Given request 1:
In the passage about Serena Williams's tennis career, whom did she defeat in the final to win her first Slam?
Given request 2:
Write the next part of the passage about Serena Williams's career, starting right after its last sentence.

Excerpted passage:

************

Serena Williams captured her first Slam at age 17 at U.S. Open 1999. Seeded seventh, she worked her way through six matches, mainly three-setters, before overcoming former champion Martina Hingis in the final round. In the ten years since that day, Serena has been the top Slam-winner in women's tennis, having now captured a total of ten Slams including four consecutively in 2002-03.
 
But except during her "Serena Slam" of 2002-03, Serena's claim as world champion has seldom been clear-cut. Sometimes sidelined with persisting injuries, she always faced rivals who were her near-equals--Hingis and Davenport initially, plus recent champions attempting comebacks-- Seles, Capriati, Graf. Then came the young Belgians Henin and Clijsters, the endless Russkayas, and now the Serbian youths Ivanovic and Jankovic. Always too there was older sister Venus, herself now a seven-time slam winner. Now at age 27, Serena is once again atop the official rankings and, as champion of Australia 09, the only player with a chance of completing a classic Grand Slam in 2009.

************

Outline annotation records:
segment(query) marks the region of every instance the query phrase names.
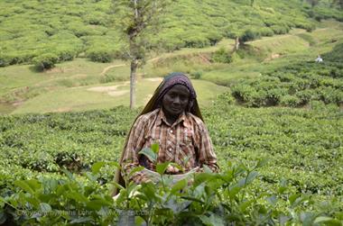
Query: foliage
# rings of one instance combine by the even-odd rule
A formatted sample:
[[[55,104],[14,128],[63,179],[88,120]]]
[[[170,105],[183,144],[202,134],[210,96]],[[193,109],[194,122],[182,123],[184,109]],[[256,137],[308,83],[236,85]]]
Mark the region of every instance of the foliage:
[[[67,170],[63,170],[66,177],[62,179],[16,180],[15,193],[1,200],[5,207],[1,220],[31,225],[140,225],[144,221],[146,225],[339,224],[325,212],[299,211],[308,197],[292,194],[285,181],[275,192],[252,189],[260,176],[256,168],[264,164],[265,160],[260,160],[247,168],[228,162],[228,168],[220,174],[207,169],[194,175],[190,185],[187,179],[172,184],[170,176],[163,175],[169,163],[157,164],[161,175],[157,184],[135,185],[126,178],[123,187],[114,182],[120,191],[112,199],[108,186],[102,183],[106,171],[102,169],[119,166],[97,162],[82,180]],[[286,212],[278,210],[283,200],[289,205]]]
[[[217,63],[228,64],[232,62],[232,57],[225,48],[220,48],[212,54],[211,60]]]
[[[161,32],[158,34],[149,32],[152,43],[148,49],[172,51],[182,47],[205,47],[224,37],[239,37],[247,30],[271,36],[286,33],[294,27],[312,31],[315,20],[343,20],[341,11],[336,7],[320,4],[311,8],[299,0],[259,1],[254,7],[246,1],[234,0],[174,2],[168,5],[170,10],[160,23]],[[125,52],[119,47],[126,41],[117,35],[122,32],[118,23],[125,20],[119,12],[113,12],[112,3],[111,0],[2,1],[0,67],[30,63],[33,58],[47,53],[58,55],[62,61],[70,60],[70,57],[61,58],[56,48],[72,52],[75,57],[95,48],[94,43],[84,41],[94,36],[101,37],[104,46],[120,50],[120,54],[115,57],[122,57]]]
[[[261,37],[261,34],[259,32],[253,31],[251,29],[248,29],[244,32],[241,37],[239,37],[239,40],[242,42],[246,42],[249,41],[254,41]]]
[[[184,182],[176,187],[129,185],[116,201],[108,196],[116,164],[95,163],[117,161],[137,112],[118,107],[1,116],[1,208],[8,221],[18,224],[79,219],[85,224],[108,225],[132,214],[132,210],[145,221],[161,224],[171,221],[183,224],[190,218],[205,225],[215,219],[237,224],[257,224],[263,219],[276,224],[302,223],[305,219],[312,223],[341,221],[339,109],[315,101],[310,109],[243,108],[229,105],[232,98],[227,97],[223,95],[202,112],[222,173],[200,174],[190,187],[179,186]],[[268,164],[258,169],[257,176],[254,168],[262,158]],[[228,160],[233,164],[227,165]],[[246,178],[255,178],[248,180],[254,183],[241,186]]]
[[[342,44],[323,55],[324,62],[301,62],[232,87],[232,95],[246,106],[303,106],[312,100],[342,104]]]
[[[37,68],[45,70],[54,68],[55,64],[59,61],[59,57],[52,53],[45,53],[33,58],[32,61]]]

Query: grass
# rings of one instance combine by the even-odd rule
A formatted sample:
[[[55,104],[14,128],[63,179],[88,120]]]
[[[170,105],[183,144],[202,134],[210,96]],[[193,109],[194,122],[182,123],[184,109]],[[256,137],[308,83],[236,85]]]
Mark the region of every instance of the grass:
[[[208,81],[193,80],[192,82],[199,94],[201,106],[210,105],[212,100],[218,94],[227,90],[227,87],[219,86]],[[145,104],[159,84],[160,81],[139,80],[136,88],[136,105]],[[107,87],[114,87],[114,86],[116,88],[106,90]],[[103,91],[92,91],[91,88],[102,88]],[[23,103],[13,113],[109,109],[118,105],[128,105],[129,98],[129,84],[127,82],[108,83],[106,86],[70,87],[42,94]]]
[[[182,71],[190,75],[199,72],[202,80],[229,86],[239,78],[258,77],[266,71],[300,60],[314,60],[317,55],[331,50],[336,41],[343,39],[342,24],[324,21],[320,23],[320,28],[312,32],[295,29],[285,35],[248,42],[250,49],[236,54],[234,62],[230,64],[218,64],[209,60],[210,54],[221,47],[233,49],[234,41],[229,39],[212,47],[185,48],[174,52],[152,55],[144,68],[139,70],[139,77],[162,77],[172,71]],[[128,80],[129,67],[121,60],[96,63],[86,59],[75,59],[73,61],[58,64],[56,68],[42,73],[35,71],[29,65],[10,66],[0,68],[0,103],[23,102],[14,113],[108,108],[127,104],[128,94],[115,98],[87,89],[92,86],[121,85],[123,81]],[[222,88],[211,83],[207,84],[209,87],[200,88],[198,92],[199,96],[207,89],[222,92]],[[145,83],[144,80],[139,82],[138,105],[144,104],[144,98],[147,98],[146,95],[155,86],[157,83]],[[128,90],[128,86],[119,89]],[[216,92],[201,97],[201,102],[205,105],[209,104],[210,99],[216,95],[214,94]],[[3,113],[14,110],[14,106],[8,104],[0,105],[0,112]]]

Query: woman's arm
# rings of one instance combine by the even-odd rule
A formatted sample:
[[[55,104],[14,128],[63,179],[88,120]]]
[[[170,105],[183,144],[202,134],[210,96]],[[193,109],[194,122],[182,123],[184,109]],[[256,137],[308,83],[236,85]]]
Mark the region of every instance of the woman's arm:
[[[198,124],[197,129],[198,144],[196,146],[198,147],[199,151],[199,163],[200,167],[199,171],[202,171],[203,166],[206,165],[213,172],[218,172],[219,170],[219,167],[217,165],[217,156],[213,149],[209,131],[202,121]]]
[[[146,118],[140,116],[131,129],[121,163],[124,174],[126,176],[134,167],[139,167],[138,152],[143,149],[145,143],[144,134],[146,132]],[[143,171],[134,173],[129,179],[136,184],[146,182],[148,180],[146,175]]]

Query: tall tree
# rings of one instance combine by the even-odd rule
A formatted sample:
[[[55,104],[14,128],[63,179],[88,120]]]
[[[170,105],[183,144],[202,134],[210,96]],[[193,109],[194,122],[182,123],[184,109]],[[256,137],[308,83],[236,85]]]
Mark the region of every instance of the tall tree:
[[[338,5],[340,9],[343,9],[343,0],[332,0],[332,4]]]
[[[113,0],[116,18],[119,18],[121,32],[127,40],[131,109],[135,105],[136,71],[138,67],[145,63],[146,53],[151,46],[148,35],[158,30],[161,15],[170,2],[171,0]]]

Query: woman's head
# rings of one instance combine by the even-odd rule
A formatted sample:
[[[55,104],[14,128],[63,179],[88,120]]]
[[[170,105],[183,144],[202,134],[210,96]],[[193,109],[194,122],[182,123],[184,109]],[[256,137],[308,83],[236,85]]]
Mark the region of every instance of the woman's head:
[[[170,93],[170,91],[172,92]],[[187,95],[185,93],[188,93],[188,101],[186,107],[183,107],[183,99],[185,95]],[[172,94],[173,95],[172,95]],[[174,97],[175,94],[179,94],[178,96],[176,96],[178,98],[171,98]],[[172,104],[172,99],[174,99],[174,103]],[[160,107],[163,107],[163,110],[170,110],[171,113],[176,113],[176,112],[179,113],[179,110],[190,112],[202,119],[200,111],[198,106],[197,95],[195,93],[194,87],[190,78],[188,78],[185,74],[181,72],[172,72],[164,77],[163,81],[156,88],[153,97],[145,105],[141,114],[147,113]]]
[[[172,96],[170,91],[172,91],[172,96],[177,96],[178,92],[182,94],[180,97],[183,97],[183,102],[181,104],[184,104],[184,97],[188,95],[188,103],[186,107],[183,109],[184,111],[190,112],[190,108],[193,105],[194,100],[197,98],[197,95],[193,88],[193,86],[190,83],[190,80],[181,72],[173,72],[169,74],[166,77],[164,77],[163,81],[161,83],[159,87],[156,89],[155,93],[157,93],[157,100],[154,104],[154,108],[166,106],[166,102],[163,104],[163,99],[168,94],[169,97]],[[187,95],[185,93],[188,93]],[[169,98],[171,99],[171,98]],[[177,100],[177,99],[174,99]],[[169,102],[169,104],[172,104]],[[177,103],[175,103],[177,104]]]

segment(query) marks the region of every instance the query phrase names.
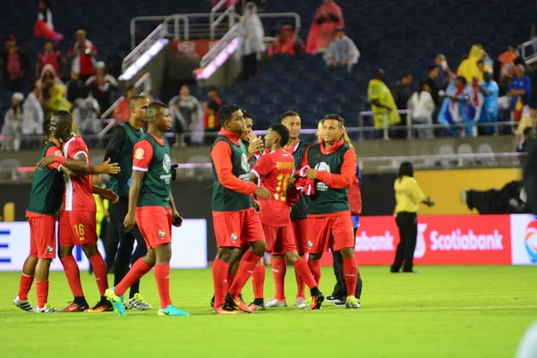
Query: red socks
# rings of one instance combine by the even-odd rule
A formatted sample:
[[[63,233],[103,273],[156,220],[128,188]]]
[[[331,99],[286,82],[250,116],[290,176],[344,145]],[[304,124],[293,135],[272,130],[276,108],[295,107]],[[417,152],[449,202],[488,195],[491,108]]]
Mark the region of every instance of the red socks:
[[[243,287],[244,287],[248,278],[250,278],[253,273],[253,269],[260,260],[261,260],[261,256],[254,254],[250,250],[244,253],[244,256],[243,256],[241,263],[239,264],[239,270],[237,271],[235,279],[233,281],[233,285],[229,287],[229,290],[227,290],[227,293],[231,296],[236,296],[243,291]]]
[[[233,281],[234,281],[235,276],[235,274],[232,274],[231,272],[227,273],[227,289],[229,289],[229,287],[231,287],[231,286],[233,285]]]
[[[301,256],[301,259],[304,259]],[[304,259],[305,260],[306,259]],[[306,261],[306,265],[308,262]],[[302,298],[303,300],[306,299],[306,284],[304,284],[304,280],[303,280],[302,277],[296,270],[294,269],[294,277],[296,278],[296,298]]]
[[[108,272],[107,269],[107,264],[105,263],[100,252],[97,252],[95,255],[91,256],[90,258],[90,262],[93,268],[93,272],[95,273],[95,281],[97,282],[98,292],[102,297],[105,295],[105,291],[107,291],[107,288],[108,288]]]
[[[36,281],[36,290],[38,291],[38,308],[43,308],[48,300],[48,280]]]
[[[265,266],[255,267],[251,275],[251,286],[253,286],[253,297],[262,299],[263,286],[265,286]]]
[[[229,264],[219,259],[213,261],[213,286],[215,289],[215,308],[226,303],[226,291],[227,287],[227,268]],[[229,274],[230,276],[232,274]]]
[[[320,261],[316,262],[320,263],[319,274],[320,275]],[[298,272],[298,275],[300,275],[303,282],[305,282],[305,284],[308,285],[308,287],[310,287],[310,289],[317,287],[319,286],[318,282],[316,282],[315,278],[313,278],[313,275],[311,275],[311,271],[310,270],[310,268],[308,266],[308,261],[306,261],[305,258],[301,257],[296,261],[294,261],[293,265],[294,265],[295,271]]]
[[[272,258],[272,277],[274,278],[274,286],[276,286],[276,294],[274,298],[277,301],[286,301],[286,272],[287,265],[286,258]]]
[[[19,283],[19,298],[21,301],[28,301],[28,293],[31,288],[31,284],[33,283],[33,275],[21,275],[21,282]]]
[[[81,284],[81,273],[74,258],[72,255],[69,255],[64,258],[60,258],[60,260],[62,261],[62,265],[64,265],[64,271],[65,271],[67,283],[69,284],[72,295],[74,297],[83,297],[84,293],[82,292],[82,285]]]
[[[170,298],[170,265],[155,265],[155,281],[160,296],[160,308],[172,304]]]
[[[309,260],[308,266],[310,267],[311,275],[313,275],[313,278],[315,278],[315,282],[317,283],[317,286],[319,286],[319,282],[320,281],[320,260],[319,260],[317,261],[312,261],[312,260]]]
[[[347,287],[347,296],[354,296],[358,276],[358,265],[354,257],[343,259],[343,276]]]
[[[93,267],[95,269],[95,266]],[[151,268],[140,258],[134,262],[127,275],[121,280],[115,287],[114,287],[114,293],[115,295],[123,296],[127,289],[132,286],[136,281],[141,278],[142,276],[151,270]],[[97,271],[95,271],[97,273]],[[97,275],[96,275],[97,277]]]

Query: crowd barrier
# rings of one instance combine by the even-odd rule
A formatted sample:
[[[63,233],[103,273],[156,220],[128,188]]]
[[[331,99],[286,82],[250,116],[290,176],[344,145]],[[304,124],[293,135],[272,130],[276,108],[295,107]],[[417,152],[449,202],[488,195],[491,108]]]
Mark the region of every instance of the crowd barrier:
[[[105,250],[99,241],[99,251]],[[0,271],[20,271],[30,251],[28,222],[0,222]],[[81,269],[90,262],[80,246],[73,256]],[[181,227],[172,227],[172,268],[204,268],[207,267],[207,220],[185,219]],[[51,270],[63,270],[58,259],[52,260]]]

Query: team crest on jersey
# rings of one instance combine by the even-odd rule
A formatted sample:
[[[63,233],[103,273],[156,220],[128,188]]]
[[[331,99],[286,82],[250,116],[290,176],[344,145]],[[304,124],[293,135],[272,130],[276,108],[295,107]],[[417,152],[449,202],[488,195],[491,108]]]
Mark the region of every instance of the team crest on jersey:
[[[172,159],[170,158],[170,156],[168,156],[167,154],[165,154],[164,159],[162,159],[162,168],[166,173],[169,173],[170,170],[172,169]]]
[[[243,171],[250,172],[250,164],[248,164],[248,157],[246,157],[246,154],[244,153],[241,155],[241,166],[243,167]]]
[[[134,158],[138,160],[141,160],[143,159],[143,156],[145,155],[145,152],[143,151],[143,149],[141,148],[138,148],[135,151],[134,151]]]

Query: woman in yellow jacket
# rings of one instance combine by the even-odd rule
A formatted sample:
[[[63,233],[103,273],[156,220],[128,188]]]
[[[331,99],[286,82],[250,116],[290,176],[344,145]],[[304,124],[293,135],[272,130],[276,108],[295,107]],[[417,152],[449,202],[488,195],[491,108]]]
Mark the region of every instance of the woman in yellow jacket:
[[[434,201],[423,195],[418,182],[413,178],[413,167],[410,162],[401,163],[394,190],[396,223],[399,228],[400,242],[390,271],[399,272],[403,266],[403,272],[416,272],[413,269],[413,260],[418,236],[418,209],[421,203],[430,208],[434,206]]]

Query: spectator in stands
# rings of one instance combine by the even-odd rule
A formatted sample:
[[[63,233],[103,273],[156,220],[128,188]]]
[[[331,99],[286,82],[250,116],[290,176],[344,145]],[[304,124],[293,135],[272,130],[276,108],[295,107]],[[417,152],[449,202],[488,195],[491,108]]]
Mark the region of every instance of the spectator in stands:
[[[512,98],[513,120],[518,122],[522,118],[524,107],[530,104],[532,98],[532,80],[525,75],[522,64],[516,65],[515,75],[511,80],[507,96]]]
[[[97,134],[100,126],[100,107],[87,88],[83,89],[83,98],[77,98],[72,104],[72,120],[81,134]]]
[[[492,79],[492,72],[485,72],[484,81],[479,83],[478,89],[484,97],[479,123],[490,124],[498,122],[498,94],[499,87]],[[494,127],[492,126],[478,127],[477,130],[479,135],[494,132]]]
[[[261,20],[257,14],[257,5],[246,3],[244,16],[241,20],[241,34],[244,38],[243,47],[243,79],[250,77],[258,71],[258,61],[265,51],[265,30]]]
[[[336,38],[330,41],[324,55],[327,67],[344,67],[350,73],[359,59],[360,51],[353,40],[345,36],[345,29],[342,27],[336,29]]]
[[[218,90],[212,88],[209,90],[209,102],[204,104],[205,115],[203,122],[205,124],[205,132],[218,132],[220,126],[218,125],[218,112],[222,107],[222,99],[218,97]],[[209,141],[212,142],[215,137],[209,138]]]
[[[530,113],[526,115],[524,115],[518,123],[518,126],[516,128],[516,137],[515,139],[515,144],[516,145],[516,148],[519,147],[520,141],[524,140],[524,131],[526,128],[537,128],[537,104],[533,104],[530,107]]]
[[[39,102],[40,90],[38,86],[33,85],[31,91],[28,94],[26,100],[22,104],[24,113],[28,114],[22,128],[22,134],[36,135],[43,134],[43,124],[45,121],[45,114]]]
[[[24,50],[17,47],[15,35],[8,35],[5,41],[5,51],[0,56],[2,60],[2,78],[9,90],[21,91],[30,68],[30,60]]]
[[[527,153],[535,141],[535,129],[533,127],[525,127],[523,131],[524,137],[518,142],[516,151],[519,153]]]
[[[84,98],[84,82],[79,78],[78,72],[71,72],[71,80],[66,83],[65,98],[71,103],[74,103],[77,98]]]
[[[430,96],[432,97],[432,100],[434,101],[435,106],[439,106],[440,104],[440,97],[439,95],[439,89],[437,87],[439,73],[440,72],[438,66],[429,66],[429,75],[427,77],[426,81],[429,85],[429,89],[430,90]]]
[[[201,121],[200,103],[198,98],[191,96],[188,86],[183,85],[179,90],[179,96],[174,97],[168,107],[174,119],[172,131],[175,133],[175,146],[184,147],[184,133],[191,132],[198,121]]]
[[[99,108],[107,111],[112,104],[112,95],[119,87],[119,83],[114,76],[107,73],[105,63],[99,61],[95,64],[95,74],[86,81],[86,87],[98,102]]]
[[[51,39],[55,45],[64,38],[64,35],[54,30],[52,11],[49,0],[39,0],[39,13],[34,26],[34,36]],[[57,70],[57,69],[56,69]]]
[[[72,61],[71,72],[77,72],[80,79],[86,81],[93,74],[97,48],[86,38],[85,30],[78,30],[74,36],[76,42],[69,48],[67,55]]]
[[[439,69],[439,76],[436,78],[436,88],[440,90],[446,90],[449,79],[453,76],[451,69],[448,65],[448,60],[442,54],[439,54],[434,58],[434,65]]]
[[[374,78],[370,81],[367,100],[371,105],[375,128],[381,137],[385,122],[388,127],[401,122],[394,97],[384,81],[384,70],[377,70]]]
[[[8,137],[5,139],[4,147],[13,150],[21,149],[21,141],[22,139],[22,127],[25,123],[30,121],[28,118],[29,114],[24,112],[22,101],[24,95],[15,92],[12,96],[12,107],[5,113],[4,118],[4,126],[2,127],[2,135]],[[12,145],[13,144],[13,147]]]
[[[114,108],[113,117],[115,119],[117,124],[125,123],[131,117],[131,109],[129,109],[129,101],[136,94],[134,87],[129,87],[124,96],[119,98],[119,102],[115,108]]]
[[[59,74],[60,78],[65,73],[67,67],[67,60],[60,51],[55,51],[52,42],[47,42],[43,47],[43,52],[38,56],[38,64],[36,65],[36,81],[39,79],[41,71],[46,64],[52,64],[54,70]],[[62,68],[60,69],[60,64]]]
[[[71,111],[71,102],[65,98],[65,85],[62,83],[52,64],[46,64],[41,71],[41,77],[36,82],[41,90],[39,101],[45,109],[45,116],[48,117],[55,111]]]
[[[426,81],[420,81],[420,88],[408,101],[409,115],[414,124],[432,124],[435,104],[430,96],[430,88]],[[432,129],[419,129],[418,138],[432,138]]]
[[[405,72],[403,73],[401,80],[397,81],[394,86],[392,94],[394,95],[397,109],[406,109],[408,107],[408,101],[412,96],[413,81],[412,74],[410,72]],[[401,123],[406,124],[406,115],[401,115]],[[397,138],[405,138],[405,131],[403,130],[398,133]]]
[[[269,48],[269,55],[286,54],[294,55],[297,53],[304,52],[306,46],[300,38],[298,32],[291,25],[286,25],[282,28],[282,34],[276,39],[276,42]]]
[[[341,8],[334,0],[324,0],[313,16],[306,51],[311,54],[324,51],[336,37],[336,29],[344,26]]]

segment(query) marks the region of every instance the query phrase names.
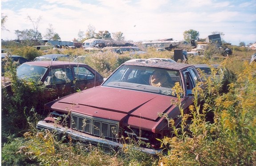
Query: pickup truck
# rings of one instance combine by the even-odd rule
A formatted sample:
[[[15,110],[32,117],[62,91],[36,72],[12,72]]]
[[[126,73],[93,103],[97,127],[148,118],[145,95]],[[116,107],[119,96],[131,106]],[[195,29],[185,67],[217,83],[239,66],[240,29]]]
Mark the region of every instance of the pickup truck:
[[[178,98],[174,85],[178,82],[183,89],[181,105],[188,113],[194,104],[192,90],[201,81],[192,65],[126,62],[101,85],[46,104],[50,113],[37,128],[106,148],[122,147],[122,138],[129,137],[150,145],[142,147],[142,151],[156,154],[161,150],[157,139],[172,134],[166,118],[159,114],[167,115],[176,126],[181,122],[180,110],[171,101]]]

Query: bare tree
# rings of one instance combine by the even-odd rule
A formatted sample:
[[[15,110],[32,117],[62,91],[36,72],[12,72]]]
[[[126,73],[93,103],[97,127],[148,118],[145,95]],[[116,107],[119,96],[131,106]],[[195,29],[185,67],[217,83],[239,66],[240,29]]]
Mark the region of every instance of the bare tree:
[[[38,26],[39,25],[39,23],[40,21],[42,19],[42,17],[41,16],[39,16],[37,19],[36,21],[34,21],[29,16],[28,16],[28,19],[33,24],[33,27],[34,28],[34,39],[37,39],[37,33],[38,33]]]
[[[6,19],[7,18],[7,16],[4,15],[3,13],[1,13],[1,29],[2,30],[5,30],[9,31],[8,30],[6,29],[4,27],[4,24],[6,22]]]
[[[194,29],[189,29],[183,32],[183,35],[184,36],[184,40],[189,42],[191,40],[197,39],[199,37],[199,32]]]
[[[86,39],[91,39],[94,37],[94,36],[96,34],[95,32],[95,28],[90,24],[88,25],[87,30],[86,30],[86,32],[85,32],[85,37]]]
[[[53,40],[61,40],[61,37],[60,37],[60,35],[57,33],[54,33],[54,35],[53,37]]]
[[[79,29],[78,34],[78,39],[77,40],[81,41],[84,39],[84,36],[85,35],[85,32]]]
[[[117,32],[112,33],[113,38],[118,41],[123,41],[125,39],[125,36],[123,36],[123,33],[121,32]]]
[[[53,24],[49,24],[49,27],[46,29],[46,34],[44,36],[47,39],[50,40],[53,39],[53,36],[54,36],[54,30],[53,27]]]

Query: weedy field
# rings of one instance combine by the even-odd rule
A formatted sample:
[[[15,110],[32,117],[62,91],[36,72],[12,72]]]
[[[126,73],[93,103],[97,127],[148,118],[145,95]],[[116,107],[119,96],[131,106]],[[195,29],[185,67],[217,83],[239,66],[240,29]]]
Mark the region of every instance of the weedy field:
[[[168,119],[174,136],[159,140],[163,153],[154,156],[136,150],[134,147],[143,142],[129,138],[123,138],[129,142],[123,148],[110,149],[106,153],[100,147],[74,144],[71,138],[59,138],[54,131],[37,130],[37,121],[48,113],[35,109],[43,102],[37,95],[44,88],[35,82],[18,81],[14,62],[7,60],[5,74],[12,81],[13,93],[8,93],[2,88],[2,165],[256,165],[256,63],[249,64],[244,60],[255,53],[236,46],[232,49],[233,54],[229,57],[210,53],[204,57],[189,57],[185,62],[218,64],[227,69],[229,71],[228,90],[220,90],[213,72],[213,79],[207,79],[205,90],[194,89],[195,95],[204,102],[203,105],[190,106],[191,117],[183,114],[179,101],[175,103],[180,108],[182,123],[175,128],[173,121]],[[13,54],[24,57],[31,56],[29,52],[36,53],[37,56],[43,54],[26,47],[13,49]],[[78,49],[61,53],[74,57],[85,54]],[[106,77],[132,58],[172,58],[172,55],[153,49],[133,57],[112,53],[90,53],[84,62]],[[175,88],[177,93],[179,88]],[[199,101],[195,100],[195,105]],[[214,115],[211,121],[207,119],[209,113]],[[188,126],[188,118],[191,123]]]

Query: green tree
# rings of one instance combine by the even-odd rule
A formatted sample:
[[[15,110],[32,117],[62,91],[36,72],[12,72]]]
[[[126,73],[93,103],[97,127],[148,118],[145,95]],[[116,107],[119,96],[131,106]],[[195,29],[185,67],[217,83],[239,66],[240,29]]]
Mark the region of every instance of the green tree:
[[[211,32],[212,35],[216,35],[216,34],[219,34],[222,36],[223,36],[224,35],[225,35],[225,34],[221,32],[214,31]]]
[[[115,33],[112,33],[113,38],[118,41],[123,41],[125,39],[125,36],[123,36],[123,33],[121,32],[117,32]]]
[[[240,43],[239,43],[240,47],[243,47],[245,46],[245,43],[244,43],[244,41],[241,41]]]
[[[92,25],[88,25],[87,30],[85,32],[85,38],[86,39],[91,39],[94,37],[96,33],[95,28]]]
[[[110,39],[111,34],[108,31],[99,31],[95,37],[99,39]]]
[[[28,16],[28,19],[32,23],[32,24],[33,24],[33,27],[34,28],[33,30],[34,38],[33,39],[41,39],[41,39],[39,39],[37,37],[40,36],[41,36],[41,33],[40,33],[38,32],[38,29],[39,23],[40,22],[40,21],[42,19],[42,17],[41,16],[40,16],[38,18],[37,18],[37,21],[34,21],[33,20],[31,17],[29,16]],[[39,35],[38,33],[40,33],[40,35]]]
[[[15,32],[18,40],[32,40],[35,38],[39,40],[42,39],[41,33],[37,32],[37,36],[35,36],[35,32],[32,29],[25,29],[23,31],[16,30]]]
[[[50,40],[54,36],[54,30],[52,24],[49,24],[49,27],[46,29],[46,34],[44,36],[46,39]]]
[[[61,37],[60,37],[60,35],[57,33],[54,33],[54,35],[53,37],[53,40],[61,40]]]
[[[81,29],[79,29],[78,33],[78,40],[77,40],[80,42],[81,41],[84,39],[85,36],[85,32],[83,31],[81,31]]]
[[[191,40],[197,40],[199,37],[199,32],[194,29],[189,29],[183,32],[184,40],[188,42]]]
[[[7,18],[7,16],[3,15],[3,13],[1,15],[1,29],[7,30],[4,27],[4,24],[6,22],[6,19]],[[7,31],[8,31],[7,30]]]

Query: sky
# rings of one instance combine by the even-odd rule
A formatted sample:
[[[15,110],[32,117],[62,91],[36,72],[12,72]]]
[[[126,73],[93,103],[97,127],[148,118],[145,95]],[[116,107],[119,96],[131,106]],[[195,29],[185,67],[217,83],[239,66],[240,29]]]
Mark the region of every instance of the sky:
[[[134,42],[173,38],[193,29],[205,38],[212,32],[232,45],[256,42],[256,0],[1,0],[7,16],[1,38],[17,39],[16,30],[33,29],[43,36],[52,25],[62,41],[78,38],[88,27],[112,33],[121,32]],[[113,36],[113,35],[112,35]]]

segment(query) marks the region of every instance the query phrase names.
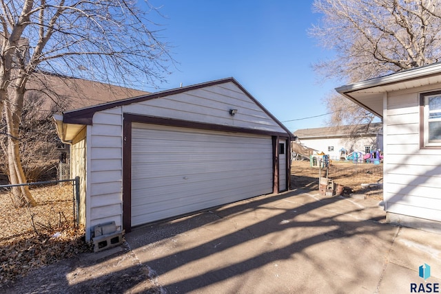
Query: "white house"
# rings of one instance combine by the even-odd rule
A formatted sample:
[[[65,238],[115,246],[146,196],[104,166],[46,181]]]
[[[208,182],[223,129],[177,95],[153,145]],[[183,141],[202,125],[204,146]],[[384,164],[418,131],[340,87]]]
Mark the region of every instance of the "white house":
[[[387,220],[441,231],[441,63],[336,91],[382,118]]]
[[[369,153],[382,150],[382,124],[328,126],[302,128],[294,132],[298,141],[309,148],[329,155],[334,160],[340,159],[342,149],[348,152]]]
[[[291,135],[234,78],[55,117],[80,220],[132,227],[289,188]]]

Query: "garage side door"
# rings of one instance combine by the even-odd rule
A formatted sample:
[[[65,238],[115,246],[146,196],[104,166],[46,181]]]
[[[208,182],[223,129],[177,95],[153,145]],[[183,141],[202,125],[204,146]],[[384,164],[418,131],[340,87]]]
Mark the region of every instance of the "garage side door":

************

Output 1:
Martina Hingis

Output 2:
Serena and Venus are probably the hardest-hitting champions ever seen in the women's game, regularly leaders in serving velocity and in aces served. Both are highly athletic, able to move swiftly to the corners to return an opponent's rocketry with yet firmer strokes of her own. Sometimes Serena seems out of sorts, unhappy with her inability to find her peak game, perhaps even unmotivated. At such times her energy, quickness, and shot preparation tend to fall off, especially in early rounds of tournaments against lower-ranked opponents. But when her competitive fire is stirred, as in close matches late in major events, Serena plays with a fury that must surely be intimidating to the player across the net. Venus too remains close to her best ever, having shown a mature kind of play in her victories late last year, perhaps a sustainable level for late-career success.
 
But if playing careers of the sisters are far from over, both have already achieved enough to claim leading places in tennis history. Here, our purpose is to assess where they now stand amid the pantheon of tennis history's past megastars, and we try also to assess their chances for climbing higher before their playing careers end.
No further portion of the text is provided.